• _Stated exercise_: Reproduce the following data verbatim, preserving every line, character, and blank line without alteration.

• _Information shown_:
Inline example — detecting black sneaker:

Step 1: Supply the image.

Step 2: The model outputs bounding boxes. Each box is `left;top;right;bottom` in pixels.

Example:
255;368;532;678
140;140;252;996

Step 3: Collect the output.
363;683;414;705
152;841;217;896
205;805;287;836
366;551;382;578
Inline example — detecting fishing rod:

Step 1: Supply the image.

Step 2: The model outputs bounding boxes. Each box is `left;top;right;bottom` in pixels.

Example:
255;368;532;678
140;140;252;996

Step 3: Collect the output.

• _The reply_:
Inline example — detecting black sneaker:

Step 1: Supply the image.

Step 2: The model outputs bounding boxes. Each box is `left;top;right;bottom` in pixels.

Example:
255;368;532;678
140;140;252;996

Step 3: Collect the output.
363;683;414;705
152;841;217;896
205;805;287;836
366;551;382;578
Inline example — detecting fishing rod:

Step 1: Supply the image.

Step 2: The model outputs bounding boxes. Each box is `left;top;right;bottom` in pixels.

Example:
255;368;532;678
140;140;252;996

Step 3: Collect the output.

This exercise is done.